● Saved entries
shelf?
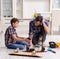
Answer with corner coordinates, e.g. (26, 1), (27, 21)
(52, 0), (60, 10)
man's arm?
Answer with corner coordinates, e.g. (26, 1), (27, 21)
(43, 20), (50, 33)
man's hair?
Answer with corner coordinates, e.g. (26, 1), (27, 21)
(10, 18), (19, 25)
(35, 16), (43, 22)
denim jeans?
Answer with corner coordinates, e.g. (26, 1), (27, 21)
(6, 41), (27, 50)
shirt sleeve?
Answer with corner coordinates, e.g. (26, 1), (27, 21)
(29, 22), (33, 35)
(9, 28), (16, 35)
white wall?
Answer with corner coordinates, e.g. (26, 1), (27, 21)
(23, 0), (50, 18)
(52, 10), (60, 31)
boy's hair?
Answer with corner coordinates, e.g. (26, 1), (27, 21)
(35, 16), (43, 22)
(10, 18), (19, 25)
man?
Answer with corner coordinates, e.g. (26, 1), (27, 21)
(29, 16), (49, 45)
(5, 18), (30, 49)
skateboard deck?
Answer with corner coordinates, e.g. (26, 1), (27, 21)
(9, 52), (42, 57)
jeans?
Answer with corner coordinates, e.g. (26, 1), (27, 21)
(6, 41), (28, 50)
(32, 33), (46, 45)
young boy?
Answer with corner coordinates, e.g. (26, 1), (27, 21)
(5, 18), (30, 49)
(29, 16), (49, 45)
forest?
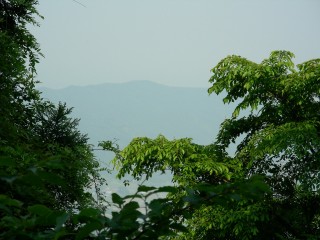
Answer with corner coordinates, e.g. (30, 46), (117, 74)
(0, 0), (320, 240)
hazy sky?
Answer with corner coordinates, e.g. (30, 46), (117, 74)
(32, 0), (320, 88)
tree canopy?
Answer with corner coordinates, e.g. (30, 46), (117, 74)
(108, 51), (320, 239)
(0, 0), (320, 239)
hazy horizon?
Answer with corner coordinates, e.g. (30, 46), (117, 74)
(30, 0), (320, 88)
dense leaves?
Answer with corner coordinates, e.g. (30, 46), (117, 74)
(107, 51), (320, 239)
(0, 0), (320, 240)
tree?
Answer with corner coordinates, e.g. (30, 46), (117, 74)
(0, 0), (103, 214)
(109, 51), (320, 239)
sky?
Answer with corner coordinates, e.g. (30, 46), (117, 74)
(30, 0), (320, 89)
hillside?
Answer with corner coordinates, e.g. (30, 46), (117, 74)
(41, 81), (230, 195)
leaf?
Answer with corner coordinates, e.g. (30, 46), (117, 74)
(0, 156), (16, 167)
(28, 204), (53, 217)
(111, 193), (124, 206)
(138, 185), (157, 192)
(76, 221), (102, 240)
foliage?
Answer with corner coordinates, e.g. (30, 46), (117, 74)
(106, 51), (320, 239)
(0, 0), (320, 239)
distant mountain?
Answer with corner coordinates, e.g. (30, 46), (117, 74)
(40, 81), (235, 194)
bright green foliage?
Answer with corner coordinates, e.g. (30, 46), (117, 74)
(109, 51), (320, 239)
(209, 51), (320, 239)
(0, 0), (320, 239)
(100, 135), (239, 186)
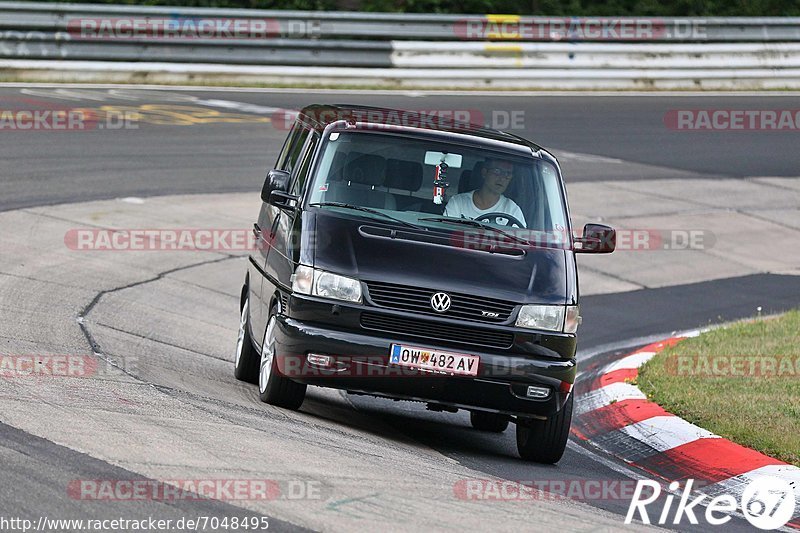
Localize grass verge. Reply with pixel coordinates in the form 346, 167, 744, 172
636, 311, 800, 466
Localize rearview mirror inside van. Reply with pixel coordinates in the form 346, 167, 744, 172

● AIM
Pull out every line of the listing above that contains the word "Localize", matching case exactly.

● WRITTEN SOLUTION
Localize grass verge. Reply with pixel coordinates in the form 346, 167, 744, 172
Localize rearview mirror inside van. Reply with pixel coordinates in the form 346, 167, 744, 172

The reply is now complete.